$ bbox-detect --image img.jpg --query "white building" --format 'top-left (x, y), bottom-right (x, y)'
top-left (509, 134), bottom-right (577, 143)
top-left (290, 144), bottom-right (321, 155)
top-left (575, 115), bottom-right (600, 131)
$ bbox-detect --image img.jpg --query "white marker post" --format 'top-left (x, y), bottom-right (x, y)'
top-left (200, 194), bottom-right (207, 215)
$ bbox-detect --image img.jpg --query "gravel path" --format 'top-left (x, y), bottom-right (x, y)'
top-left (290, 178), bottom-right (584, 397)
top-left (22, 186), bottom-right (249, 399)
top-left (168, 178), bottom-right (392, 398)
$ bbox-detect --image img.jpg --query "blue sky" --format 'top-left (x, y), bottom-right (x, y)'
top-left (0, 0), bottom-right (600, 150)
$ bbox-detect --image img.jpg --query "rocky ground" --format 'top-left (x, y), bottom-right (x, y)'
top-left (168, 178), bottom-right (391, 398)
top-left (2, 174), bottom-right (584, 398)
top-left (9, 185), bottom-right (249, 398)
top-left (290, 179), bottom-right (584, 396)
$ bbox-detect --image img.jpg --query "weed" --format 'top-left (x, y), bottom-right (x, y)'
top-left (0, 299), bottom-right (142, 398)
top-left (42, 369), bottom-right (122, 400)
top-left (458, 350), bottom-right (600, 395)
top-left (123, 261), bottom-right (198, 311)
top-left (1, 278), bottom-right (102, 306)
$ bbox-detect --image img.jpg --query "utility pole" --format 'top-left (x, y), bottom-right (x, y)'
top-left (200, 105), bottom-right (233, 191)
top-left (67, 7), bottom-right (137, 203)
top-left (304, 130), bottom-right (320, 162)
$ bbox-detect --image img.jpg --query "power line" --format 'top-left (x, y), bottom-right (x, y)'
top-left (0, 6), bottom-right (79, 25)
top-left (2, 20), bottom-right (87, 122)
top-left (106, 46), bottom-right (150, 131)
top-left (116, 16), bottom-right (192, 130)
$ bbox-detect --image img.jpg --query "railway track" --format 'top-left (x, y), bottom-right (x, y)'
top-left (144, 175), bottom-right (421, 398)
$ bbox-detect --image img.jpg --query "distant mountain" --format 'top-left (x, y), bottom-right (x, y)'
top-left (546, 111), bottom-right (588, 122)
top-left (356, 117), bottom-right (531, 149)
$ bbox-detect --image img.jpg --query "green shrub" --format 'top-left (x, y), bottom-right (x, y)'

*REQUEST*. Scale the material from its first line through the line containing "top-left (168, 178), bottom-right (392, 398)", reproducing every line in that span and nothing beyond it. Multiply each coordinate in the bounding-box results by 1.95 and round to the nearest integer, with halves rounding up, and leave the other lines and their format strings unchanged.

*RESPONSE FOR THIS EXERCISE*.
$ bbox-detect --image img.jpg --query "white building" --format 'top-left (x, y), bottom-right (x, y)'
top-left (993, 261), bottom-right (1125, 279)
top-left (566, 281), bottom-right (626, 302)
top-left (1121, 224), bottom-right (1170, 255)
$ bbox-detect --image img.jpg --query "white marker post" --format 'top-left (x, y), bottom-right (x, y)'
top-left (390, 378), bottom-right (404, 419)
$ bbox-detect --image img.jpg --query "gravel path" --format 'top-left (x, y), bottom-right (x, y)'
top-left (566, 347), bottom-right (1139, 774)
top-left (43, 363), bottom-right (486, 778)
top-left (328, 347), bottom-right (764, 776)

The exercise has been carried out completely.